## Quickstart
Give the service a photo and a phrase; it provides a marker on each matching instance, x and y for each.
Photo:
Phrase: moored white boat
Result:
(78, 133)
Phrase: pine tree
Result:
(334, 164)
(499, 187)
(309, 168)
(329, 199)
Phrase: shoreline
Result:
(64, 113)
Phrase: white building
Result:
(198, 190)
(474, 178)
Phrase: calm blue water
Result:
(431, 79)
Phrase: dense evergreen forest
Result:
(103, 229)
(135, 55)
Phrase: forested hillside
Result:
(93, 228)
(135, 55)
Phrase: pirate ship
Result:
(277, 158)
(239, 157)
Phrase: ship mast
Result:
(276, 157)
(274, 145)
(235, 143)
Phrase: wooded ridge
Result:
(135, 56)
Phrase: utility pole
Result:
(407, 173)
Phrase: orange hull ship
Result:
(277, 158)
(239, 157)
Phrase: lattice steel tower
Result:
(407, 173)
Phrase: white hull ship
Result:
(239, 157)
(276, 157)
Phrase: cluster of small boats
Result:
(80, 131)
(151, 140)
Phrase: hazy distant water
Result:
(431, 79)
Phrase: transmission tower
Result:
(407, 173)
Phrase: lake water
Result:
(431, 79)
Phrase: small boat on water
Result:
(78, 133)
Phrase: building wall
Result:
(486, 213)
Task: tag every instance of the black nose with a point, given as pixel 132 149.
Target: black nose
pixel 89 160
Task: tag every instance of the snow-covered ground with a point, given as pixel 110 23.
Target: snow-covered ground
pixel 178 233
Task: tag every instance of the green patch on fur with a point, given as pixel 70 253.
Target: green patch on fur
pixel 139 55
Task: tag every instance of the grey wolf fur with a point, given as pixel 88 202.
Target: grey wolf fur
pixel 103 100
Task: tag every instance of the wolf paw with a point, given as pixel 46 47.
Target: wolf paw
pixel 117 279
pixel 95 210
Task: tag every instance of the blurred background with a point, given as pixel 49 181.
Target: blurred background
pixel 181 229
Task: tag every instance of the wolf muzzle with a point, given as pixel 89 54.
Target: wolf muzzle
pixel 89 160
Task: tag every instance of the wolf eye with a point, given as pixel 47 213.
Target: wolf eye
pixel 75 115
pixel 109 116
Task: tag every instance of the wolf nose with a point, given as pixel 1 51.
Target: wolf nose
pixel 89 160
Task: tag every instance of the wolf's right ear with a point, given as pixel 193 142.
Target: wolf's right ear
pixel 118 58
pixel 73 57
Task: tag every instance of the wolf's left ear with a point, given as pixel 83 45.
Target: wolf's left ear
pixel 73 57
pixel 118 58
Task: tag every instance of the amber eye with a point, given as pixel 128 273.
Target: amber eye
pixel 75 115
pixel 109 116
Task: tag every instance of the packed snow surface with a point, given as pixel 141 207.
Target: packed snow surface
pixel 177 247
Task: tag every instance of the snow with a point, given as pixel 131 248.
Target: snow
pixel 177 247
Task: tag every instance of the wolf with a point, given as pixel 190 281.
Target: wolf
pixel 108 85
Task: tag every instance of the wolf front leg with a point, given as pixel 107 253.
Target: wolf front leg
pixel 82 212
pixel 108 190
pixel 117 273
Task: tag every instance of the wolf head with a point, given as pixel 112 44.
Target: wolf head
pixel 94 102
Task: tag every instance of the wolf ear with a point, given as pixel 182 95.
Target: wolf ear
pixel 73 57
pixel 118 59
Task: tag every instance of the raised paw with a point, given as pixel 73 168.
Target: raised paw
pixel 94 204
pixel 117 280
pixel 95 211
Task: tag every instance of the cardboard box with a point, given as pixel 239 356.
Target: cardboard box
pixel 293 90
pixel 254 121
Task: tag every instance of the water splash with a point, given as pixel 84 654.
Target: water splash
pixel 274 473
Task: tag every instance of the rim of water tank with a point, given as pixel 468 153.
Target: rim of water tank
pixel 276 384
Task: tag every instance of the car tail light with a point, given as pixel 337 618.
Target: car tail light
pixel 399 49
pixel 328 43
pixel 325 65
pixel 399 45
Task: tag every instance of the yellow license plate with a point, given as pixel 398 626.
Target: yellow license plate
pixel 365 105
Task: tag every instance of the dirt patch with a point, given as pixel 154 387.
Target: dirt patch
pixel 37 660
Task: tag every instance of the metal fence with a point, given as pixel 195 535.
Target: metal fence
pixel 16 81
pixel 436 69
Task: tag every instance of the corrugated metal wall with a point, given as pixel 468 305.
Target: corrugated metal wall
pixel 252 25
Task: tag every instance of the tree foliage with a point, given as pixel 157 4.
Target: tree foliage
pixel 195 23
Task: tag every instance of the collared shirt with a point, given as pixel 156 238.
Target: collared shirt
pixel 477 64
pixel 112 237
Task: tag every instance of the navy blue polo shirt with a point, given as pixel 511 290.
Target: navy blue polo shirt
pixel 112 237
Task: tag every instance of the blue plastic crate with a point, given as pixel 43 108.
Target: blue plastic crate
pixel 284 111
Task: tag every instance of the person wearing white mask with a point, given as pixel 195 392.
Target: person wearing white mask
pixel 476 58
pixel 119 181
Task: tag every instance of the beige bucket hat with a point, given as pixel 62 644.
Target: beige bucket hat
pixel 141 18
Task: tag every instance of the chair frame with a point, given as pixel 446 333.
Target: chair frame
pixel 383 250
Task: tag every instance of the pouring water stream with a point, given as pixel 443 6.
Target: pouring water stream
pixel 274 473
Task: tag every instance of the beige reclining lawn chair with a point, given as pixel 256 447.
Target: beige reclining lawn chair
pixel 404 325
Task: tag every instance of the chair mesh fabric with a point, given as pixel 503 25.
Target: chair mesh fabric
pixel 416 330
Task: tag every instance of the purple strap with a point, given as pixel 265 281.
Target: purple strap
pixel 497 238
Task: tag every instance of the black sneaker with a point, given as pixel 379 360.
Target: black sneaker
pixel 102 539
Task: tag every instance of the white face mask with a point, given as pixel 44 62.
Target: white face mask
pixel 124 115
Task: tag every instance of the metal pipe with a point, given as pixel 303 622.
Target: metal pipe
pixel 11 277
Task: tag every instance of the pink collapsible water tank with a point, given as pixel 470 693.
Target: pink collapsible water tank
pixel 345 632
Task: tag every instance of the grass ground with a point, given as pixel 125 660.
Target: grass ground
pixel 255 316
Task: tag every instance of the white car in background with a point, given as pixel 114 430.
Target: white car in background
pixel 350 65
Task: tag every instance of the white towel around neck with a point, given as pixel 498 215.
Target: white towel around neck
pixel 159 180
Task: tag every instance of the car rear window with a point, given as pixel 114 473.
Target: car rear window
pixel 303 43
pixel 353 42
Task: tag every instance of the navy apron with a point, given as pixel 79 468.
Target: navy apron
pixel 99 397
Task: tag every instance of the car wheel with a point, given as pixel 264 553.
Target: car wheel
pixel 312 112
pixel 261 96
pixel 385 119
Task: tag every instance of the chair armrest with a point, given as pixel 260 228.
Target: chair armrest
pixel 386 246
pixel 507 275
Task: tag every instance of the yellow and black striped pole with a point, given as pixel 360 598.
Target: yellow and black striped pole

= = = =

Print all of the data above again, line for line, without changing anything.

## Quickstart
Give the service a photo and a phrase; it provides a marker on each matching instance, x and y for each.
Photo:
Phrase: moored white boat
Result:
(78, 133)
Phrase: pine tree
Result:
(334, 164)
(499, 187)
(309, 168)
(329, 199)
Phrase: shoreline
Result:
(64, 113)
Phrase: white building
Result:
(198, 190)
(474, 178)
Phrase: calm blue water
Result:
(431, 79)
Phrase: dense evergreen forest
Result:
(103, 229)
(135, 55)
Phrase: forested hillside
Result:
(93, 228)
(135, 55)
Phrase: pirate ship
Result:
(277, 158)
(239, 157)
Phrase: ship mast
Result:
(276, 157)
(274, 145)
(235, 143)
Phrase: wooded ridge
Result:
(135, 56)
Phrase: utility pole
Result:
(407, 173)
Phrase: orange hull ship
Result:
(277, 158)
(239, 157)
Phrase: lattice steel tower
Result:
(407, 173)
Phrase: white hull ship
Result:
(239, 157)
(276, 157)
Phrase: cluster of small boats
Result:
(80, 131)
(151, 140)
Phrase: hazy distant water
Result:
(431, 79)
Phrase: transmission tower
Result:
(407, 173)
Phrase: lake water
Result:
(431, 79)
Phrase: small boat on water
Result:
(78, 133)
Phrase: building wall
Result:
(486, 213)
Task: tag every instance of the black nose with a point, given as pixel 132 149.
Target: black nose
pixel 89 160
Task: tag every instance of the snow-covered ground with a point, given as pixel 110 23.
Target: snow-covered ground
pixel 178 233
Task: tag every instance of the green patch on fur with a point, given as pixel 70 253.
Target: green patch on fur
pixel 139 55
Task: tag every instance of the grey wolf fur with a point, given as pixel 88 202.
Target: grey wolf fur
pixel 103 100
Task: tag every instance of the wolf paw with a point, given as pixel 46 47.
Target: wolf paw
pixel 117 279
pixel 95 210
Task: tag every instance of the blurred background with a point, given as pixel 49 181.
Target: blurred background
pixel 181 229
Task: tag every instance of the wolf muzzle with a point, given as pixel 89 54.
Target: wolf muzzle
pixel 89 160
Task: tag every instance of the wolf eye with a point, given as pixel 47 213.
Target: wolf eye
pixel 75 115
pixel 109 116
Task: tag every instance of the wolf nose with a point, given as pixel 1 51.
Target: wolf nose
pixel 89 160
Task: tag every instance of the wolf's right ear with a point, given as pixel 193 142.
Target: wolf's right ear
pixel 118 58
pixel 73 57
Task: tag every instance of the wolf's left ear with a point, given as pixel 83 45.
Target: wolf's left ear
pixel 73 57
pixel 118 58
Task: tag every instance of the amber eye with a point, given as pixel 128 273.
Target: amber eye
pixel 75 115
pixel 109 116
Task: tag every instance of the packed snow surface with a point, given as pixel 141 207.
Target: packed snow surface
pixel 177 247
Task: tag every instance of the snow with a point, given as pixel 131 248.
Target: snow
pixel 177 247
Task: tag every instance of the wolf with a point, given as pixel 190 281.
Target: wolf
pixel 108 85
Task: tag every instance of the wolf front leg with a point, given as pixel 107 253.
Target: wolf front leg
pixel 82 212
pixel 108 190
pixel 117 273
Task: tag every instance of the wolf head with a point, given as pixel 112 44.
Target: wolf head
pixel 94 102
Task: tag every instance of the wolf ear with a point, given as pixel 182 95.
Target: wolf ear
pixel 73 57
pixel 118 59
Task: tag every instance of the raised paw with a point, given as pixel 73 168.
Target: raised paw
pixel 94 204
pixel 117 280
pixel 95 211
Task: tag every instance of the cardboard box with a point, given as pixel 239 356.
Target: cardboard box
pixel 293 90
pixel 254 121
Task: tag every instance of the water splash with a point, given as pixel 84 654.
Target: water splash
pixel 274 473
Task: tag every instance of the rim of water tank with a point, given as pixel 468 153.
Target: rim of water tank
pixel 276 384
Task: tag every instance of the car tail light with a point, given as pixel 337 618.
Target: car tail light
pixel 399 49
pixel 328 43
pixel 325 65
pixel 399 45
Task: tag every instance of the yellow license plate with a point, given as pixel 398 626.
Target: yellow license plate
pixel 365 105
Task: tag every instance of the dirt patch with a point, given as pixel 154 387.
Target: dirt patch
pixel 37 660
Task: tag every instance of the metal fence with a point, given as pixel 195 535.
Target: metal fence
pixel 16 81
pixel 436 69
Task: tag every instance of the corrugated metal wall with a point, given as pixel 468 305.
Target: corrugated metal wall
pixel 252 25
Task: tag every instance of the tree foliage with a point, given as pixel 157 4.
Target: tree foliage
pixel 195 23
Task: tag every instance of the collared shirt with a point, given as pixel 156 238.
Target: collared shirt
pixel 477 64
pixel 112 237
Task: tag every instance of the navy blue polo shirt with a point, given as pixel 511 290.
Target: navy blue polo shirt
pixel 112 237
Task: tag every instance of the blue plastic crate with a point, given as pixel 43 108.
Target: blue plastic crate
pixel 284 111
Task: tag every instance of the person wearing white mask with a point, given as pixel 195 392.
Target: person wearing white mask
pixel 476 58
pixel 119 181
Task: tag every instance of the beige bucket hat with a point, given as pixel 62 644.
Target: beige bucket hat
pixel 141 18
Task: tag every instance of the chair frame with a point, given as pixel 446 333.
Target: chair frame
pixel 383 250
Task: tag every instance of the pouring water stream with a point, given as pixel 443 6.
Target: pouring water stream
pixel 274 473
Task: tag every instance of the beige reclining lawn chair with a point, given as pixel 256 447.
Target: beige reclining lawn chair
pixel 404 325
Task: tag every instance of the chair mesh fabric with a point, given as pixel 503 25.
Target: chair mesh fabric
pixel 416 330
Task: tag every instance of the purple strap with a point, given as pixel 265 281.
Target: purple strap
pixel 497 238
Task: tag every instance of the black sneaker with a point, given as pixel 379 360.
Target: black sneaker
pixel 102 539
Task: tag every instance of the white face mask with a point, given as pixel 44 62.
Target: white face mask
pixel 124 115
Task: tag every instance of the metal pipe with a point, given as pixel 303 622.
Target: metal pipe
pixel 11 277
Task: tag every instance of the pink collapsible water tank with a point, given as pixel 470 693.
Target: pink collapsible water tank
pixel 345 632
Task: tag every instance of the grass ground with a point, given as pixel 125 660.
Target: grass ground
pixel 255 316
Task: tag every instance of the white car in background with a point, given as pixel 114 430.
Target: white car in background
pixel 350 65
Task: tag every instance of the white towel around neck with a point, given as pixel 498 215.
Target: white towel around neck
pixel 159 180
Task: tag every instance of the car rear window with a point, given as pixel 114 473.
Target: car rear window
pixel 303 43
pixel 353 42
Task: tag every instance of the navy apron with a point, given as pixel 79 468.
Target: navy apron
pixel 99 397
Task: tag every instance of the car wheel with a point, given as pixel 264 553.
Target: car wheel
pixel 312 112
pixel 261 96
pixel 385 119
Task: tag every instance of the chair armrest with a point, given as pixel 260 228.
Target: chair armrest
pixel 386 246
pixel 507 275
Task: tag every instance of the yellow and black striped pole with a point, given as pixel 360 598.
Target: yellow and black striped pole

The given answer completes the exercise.